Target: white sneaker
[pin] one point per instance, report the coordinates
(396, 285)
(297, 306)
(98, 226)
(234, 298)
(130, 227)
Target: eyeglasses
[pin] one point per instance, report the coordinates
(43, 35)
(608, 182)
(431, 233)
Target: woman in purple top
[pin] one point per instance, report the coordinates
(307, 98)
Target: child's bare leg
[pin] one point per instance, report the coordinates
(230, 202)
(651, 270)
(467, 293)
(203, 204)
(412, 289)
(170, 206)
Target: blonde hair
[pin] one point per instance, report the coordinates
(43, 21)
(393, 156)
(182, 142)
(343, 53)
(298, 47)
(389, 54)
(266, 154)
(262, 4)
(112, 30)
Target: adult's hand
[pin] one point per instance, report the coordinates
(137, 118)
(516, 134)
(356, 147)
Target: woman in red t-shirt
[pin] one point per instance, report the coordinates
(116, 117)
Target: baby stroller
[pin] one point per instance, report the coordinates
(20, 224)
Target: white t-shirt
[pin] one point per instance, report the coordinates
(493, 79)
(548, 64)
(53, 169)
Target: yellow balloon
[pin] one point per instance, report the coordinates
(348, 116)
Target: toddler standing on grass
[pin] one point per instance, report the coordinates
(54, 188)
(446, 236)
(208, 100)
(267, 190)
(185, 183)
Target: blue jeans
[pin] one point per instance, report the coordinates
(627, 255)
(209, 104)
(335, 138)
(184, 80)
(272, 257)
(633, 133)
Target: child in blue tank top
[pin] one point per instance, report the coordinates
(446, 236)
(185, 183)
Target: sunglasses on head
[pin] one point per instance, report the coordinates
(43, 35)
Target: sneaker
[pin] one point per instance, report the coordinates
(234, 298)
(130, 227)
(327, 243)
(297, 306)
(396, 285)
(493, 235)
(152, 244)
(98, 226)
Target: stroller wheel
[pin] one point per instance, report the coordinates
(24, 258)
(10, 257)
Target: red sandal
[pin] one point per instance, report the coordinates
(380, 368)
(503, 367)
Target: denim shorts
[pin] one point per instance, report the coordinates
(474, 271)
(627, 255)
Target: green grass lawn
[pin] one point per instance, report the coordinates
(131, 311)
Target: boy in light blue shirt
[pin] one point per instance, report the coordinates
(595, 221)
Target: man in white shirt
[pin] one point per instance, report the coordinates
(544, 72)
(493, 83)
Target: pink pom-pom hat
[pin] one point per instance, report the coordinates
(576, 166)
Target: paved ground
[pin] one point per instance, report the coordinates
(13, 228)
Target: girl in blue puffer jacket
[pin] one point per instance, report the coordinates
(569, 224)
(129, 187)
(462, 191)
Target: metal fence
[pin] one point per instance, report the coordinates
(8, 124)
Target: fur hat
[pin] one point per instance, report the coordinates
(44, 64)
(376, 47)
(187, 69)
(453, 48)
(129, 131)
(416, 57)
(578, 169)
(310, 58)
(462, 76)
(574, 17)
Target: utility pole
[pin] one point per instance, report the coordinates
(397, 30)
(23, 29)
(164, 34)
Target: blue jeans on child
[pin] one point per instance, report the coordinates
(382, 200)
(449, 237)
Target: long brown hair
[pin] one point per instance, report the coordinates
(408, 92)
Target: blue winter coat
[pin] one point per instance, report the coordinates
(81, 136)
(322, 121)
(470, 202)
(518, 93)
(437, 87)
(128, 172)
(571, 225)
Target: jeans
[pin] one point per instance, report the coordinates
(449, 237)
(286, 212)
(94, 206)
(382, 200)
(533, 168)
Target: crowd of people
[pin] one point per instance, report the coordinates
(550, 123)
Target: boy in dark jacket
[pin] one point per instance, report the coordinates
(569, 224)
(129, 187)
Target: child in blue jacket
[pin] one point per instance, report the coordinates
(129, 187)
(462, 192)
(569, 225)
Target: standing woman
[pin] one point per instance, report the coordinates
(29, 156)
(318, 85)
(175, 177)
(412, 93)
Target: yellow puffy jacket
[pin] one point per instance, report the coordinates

» PROBLEM REQUIREMENTS: Please reproduce all of the material above, substituting "give the coordinates" for every "report the coordinates" and leaving everything else unchanged.

» TASK RESULT:
Target: white sneaker
[pin] one point per instance, give the coordinates
(396, 285)
(297, 306)
(98, 226)
(234, 298)
(130, 227)
Target: eyeglasses
[pin] one point per instance, give the coordinates
(43, 35)
(608, 182)
(431, 233)
Target: woman in purple top
[pin] one point per instance, give the coordinates
(307, 98)
Target: child's bare leg
[pin] one point per instance, give the coordinates
(230, 202)
(651, 270)
(467, 293)
(203, 204)
(412, 289)
(170, 206)
Target: blonde hair
[pin] one point per instance, give the coordinates
(43, 21)
(393, 156)
(182, 142)
(343, 53)
(298, 47)
(389, 54)
(266, 154)
(262, 4)
(112, 30)
Target: adult's hand
[pin] one point per instance, give the coordinates
(137, 118)
(516, 134)
(356, 147)
Target: woman in red t-shirt
[pin] one point per instance, give the coordinates
(116, 117)
Target: baby stroller
[pin] one point per instance, give the coordinates
(20, 224)
Target: white t-shirt
[pin] one point per instance, give the coordinates
(493, 79)
(548, 64)
(53, 169)
Target: yellow balloon
[pin] one point per instance, give the coordinates
(348, 116)
Target: toddler standing on grass
[pin] one point per instance, give the coordinates
(54, 188)
(446, 236)
(208, 100)
(267, 190)
(185, 183)
Target: blue jeans
[pin] one point per instance, give the coordinates
(627, 255)
(209, 104)
(335, 138)
(184, 80)
(272, 257)
(633, 133)
Target: child in blue tank top
[pin] one point per instance, give the coordinates
(446, 236)
(185, 183)
Target: sunglasses on head
[pin] one point per instance, give the coordinates
(43, 35)
Target: sneaker
[pin] one point per instance, give the coordinates
(234, 298)
(130, 227)
(327, 243)
(297, 306)
(396, 285)
(493, 235)
(152, 244)
(98, 226)
Target: stroller wheel
[pin] one point per instance, give the coordinates
(24, 258)
(10, 257)
Target: red sandal
[pin] one point per instance, give the coordinates
(380, 368)
(503, 367)
Target: denim shorts
[pin] one point per instance, give the coordinates
(474, 271)
(627, 255)
Target: green grass lawn
[pin] one point per instance, give the coordinates
(131, 311)
Target: boy in light blue shirt
[pin] one point per instance, give the coordinates
(595, 221)
Target: man in white shirt
[pin] one point per instance, give the coordinates
(544, 72)
(493, 83)
Target: pink pom-pom hat
[pin] one point per instance, give the coordinates
(576, 166)
Target: paved ground
[pin] one point per instance, give the coordinates
(13, 228)
Target: girl in blue puffer jacket
[pin] one point per instance, give the coordinates
(569, 224)
(129, 187)
(462, 191)
Target: metal fence
[pin] one point per instance, give the coordinates
(8, 124)
Target: fur hat
[pin] one point per instance, give the coordinates
(44, 64)
(376, 47)
(187, 69)
(453, 48)
(129, 131)
(416, 57)
(578, 169)
(310, 58)
(462, 76)
(574, 17)
Target: utility pole
[pin] one point per instance, give the coordinates
(397, 30)
(23, 29)
(164, 34)
Target: blue jeans on child
[pin] one point per instance, give the coordinates
(382, 200)
(449, 237)
Target: long brown hair
[pin] one point per instance, give the coordinates
(408, 92)
Target: blue winter coat
[pin] one point per instance, give the coordinates
(81, 136)
(322, 121)
(470, 202)
(518, 93)
(437, 87)
(128, 172)
(571, 225)
Target: jeans
[pin] one point per instance, give the coordinates
(449, 237)
(286, 212)
(94, 206)
(382, 200)
(533, 168)
Target: crowd of people
[pin] one point per instance, give the coordinates
(550, 123)
Target: boy in dark jacket
[pin] one point per instance, give the coordinates
(569, 224)
(129, 187)
Target: child in blue jacket
[pin] one point per instance, give the coordinates
(129, 187)
(462, 192)
(569, 225)
Target: standing woman
[pin] one point per instance, give the coordinates
(29, 156)
(318, 85)
(175, 177)
(412, 93)
Target: yellow puffy jacket
[pin] one point per instance, give the coordinates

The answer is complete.